(Region pointing data)
===============

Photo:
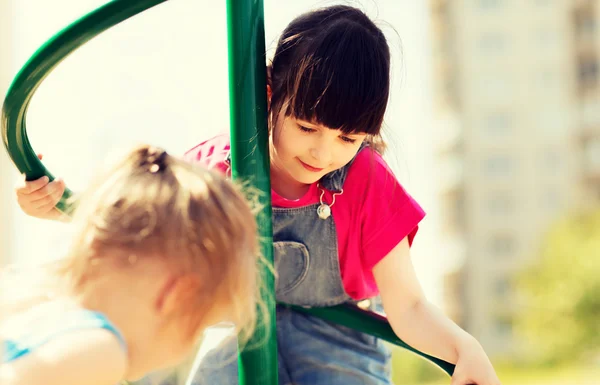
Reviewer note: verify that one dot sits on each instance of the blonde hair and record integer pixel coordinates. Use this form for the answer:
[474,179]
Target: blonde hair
[153,205]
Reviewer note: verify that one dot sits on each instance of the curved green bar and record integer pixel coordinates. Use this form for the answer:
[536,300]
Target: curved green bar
[40,65]
[370,323]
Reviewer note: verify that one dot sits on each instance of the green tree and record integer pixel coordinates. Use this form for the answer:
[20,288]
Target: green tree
[559,317]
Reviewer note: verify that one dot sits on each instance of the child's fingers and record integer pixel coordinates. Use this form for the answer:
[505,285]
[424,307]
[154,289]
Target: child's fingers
[27,187]
[54,190]
[48,202]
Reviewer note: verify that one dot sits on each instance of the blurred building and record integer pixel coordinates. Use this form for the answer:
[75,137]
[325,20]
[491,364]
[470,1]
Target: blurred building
[518,112]
[5,167]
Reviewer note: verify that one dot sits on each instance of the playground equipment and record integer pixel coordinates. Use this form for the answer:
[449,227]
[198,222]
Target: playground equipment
[249,138]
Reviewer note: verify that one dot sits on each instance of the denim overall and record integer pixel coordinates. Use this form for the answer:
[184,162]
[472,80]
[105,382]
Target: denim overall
[310,351]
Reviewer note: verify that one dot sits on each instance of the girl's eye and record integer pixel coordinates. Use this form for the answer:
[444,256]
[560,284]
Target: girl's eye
[306,129]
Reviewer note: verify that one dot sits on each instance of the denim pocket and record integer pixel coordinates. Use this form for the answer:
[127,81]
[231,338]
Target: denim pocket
[291,263]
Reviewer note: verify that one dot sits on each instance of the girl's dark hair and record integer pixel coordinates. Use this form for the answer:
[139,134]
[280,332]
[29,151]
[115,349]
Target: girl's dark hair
[332,67]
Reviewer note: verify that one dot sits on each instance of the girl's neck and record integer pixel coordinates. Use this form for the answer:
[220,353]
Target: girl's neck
[287,187]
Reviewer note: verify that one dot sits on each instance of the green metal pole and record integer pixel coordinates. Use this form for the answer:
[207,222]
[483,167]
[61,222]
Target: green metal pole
[250,162]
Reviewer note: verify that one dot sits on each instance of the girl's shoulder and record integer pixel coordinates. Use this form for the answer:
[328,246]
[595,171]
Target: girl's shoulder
[90,356]
[212,153]
[369,170]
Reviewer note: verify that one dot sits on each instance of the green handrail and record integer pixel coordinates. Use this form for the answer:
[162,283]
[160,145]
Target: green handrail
[249,147]
[40,65]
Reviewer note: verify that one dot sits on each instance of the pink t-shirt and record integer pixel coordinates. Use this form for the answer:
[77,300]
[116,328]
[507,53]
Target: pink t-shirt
[372,216]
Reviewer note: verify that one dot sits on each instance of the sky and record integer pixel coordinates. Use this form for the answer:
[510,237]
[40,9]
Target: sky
[161,78]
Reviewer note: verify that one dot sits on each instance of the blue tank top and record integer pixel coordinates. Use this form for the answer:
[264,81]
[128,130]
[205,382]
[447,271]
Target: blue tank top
[76,320]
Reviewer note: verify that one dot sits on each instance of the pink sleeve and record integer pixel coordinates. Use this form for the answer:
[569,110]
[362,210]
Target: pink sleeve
[389,214]
[211,154]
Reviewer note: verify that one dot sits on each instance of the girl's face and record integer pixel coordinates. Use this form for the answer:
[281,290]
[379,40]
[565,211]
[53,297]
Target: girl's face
[304,152]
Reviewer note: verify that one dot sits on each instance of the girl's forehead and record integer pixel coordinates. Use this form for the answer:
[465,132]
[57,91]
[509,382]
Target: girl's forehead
[316,124]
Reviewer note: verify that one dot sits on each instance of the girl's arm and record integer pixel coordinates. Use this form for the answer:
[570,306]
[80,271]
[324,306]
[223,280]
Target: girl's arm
[91,357]
[421,325]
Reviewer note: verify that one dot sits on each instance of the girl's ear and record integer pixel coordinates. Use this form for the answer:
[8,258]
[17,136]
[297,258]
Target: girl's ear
[177,292]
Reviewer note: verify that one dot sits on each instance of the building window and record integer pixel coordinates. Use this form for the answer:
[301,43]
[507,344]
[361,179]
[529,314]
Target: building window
[500,204]
[588,72]
[491,43]
[502,288]
[488,4]
[498,165]
[503,325]
[552,199]
[497,124]
[592,156]
[502,245]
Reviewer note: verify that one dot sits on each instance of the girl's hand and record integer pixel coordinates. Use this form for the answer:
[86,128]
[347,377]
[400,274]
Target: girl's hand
[474,367]
[37,198]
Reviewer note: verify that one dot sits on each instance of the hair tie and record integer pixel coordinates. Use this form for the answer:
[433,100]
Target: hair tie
[155,159]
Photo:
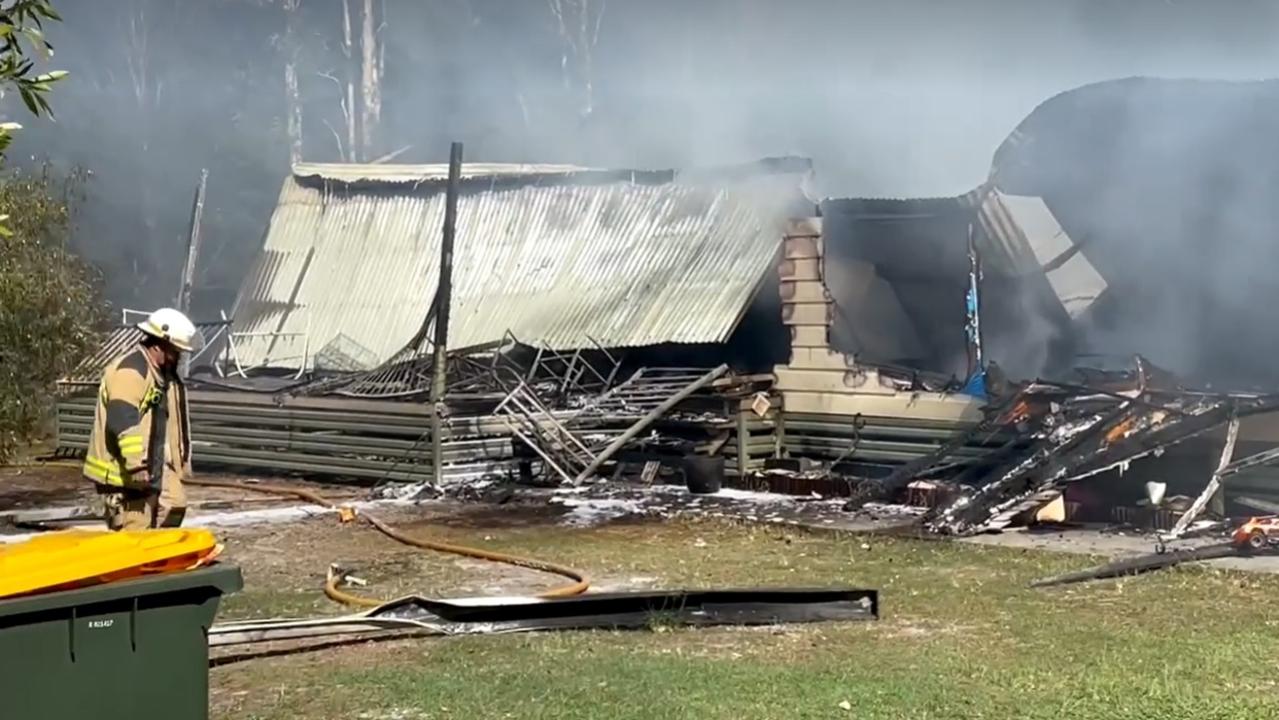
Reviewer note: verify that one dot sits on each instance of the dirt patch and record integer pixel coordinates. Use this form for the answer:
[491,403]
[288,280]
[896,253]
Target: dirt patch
[42,486]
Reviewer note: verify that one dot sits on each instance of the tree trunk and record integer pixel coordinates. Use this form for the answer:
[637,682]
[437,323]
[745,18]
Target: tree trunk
[351,76]
[293,97]
[371,87]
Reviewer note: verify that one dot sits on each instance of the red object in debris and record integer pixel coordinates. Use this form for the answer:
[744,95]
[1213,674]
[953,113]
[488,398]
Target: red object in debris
[1257,533]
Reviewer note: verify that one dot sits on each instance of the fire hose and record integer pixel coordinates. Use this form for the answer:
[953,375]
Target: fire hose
[578,586]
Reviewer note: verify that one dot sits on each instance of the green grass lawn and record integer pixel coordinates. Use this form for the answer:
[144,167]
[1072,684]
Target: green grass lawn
[961,636]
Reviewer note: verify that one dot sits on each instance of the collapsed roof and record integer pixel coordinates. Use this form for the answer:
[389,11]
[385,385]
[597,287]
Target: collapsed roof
[1168,187]
[559,256]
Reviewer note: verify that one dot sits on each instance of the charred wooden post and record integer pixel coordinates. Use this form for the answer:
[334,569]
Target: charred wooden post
[188,270]
[444,298]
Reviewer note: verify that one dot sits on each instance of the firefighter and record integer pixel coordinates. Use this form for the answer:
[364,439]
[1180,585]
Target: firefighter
[140,449]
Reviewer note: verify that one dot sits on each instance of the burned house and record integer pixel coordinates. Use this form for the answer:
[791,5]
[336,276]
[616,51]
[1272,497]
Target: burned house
[846,345]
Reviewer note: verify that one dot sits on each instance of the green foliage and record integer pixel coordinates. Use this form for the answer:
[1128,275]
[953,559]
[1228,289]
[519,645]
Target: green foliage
[49,306]
[47,303]
[22,24]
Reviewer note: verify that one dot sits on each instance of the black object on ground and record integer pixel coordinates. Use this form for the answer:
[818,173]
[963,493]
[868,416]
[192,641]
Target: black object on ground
[704,473]
[635,610]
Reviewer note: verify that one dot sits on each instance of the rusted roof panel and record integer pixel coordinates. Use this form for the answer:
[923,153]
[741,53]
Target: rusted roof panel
[562,264]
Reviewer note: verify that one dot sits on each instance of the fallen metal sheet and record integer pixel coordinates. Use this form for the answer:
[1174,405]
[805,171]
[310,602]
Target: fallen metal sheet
[624,610]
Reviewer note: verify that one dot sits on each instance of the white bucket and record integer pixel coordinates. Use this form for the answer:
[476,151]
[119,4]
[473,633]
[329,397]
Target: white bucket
[1155,493]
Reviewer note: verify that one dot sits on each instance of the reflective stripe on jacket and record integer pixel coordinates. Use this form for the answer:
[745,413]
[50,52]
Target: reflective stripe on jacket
[124,439]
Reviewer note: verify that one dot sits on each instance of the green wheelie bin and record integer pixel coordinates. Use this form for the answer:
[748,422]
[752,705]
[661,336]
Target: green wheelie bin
[129,650]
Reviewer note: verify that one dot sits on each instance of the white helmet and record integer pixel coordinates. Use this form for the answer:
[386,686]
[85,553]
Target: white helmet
[172,326]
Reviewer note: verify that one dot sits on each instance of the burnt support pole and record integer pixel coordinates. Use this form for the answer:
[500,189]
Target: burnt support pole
[444,301]
[188,270]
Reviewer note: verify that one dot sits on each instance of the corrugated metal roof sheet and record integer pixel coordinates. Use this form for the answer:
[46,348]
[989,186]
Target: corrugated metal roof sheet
[392,173]
[564,265]
[1022,235]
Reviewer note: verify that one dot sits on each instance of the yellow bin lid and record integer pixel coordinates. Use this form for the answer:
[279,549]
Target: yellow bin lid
[62,560]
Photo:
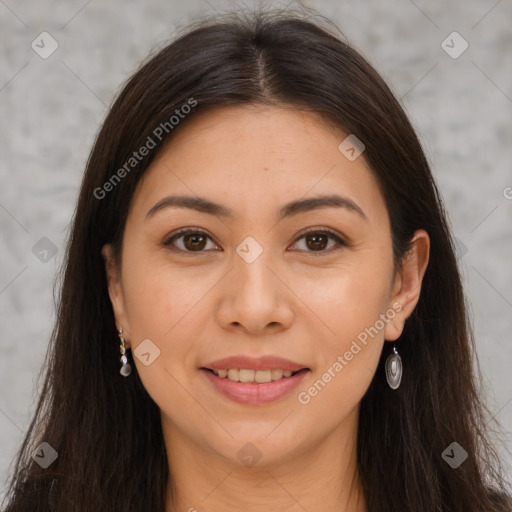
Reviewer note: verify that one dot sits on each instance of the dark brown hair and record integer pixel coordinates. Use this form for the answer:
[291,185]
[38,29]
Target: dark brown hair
[106,429]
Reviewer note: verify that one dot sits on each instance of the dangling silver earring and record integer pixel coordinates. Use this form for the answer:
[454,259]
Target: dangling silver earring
[126,368]
[394,369]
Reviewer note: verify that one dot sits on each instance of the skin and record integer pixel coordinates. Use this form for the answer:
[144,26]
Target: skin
[306,303]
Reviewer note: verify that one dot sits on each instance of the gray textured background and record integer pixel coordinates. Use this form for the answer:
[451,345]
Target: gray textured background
[51,109]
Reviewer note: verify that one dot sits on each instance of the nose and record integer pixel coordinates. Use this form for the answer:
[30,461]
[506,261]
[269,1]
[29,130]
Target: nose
[255,298]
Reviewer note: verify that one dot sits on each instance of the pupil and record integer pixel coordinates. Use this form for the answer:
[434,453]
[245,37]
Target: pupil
[315,243]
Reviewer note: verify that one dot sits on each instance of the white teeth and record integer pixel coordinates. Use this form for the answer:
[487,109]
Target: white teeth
[246,375]
[259,376]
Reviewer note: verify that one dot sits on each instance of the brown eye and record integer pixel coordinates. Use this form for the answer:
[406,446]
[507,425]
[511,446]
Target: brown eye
[318,240]
[192,240]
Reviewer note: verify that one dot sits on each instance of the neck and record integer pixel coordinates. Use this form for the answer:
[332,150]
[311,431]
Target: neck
[323,477]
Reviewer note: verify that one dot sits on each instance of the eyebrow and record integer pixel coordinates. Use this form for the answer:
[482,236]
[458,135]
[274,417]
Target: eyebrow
[204,205]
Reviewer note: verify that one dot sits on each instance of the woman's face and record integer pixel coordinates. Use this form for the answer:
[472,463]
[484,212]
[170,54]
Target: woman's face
[252,284]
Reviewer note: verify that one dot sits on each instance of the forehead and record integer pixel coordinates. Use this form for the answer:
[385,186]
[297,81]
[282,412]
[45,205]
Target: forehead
[251,157]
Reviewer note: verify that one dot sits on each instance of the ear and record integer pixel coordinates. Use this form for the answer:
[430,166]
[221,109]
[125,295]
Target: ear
[407,284]
[115,291]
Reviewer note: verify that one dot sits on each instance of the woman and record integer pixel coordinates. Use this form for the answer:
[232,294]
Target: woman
[261,307]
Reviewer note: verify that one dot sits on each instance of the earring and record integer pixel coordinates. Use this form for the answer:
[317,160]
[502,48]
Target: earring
[126,369]
[394,369]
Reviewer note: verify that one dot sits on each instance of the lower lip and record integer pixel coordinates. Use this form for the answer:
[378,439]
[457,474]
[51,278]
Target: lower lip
[253,393]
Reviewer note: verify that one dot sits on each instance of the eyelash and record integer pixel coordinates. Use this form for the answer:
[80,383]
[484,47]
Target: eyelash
[321,231]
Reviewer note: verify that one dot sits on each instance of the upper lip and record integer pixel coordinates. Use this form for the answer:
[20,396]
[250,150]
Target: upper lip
[268,362]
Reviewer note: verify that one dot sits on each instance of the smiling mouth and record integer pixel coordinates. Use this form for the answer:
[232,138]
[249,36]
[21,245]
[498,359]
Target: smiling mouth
[254,376]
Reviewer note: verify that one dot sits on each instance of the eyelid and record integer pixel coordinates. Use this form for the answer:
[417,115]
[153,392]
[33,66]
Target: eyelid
[340,240]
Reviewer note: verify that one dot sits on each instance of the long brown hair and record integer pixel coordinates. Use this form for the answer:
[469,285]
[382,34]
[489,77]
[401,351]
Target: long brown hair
[106,429]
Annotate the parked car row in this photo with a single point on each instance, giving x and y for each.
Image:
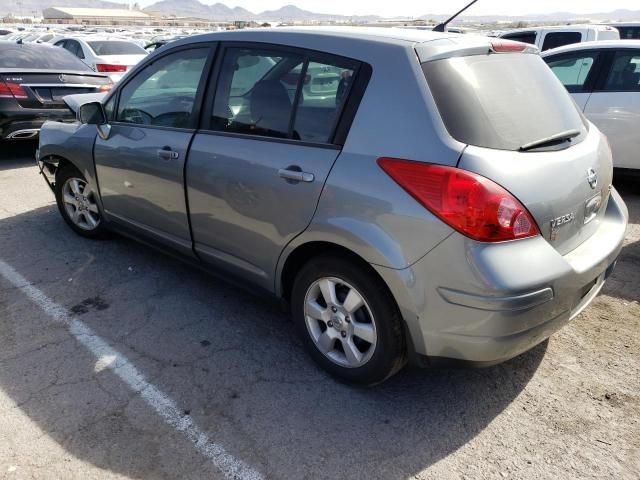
(34, 79)
(604, 80)
(410, 195)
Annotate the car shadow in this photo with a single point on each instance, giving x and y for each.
(18, 154)
(231, 359)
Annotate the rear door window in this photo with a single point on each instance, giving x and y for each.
(559, 39)
(624, 75)
(501, 101)
(325, 88)
(574, 69)
(281, 94)
(524, 37)
(163, 93)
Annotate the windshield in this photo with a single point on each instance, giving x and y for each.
(502, 101)
(39, 56)
(116, 48)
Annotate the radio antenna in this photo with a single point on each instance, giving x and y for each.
(441, 27)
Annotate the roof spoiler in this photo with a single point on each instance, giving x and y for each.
(441, 27)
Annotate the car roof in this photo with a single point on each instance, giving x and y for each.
(624, 24)
(598, 45)
(559, 27)
(371, 34)
(24, 46)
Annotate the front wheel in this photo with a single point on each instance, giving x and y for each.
(348, 320)
(78, 203)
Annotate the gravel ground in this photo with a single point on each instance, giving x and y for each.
(568, 409)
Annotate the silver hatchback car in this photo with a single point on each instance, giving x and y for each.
(411, 195)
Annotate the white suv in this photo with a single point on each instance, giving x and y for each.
(111, 56)
(546, 38)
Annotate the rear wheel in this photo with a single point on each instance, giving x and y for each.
(78, 203)
(348, 320)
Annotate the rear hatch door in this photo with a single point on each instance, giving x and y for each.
(524, 132)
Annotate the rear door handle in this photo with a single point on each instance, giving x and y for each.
(168, 154)
(295, 174)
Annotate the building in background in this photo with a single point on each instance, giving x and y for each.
(95, 16)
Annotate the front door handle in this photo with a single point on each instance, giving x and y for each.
(167, 154)
(295, 174)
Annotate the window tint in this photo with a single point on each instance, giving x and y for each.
(559, 39)
(39, 57)
(255, 92)
(490, 100)
(163, 94)
(324, 92)
(280, 95)
(112, 47)
(573, 69)
(75, 48)
(625, 72)
(525, 37)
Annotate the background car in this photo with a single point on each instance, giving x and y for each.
(161, 43)
(111, 56)
(546, 38)
(33, 80)
(628, 30)
(604, 80)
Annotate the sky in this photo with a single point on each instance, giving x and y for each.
(412, 8)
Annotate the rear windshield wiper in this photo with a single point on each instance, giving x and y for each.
(552, 140)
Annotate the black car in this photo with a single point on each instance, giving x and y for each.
(33, 80)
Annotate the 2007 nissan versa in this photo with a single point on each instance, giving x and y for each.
(412, 195)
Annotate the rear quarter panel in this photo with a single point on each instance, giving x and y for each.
(72, 142)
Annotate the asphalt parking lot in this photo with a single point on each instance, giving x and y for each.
(225, 389)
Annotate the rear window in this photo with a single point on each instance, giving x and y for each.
(116, 48)
(524, 37)
(501, 101)
(560, 39)
(41, 57)
(629, 33)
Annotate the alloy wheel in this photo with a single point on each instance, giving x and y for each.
(80, 204)
(340, 322)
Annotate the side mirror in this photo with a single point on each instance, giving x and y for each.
(92, 114)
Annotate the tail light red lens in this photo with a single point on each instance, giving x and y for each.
(12, 90)
(105, 67)
(469, 203)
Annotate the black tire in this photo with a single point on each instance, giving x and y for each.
(389, 354)
(62, 176)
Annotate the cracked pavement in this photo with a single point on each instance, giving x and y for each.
(570, 408)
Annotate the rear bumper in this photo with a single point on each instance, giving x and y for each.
(486, 303)
(14, 123)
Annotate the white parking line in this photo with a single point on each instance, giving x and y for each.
(129, 374)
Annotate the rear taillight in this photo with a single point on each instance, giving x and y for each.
(12, 90)
(471, 204)
(109, 68)
(508, 46)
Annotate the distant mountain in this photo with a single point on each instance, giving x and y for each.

===============

**PROBLEM**
Repeat only the lines between the top of the entries above and the line containing "the green tree", both ends included, without the pictures.

**REPLY TO THE EXERCISE**
Photo:
Reviewer note: verify that one dot sits on each instance of the blonde hair and record integer pixel coordinates. Use this form for the answer:
[474,179]
Target: blonde hair
[153,205]
Reviewer note: verify that one dot sits on each instance of the curved green bar and record integer pixel coordinates. Use this form for the answer:
[536,300]
Target: curved green bar
[40,65]
[370,323]
Reviewer note: verify that one dot sits on each instance of the green tree and record integer pixel coordinates. Use this form for the answer:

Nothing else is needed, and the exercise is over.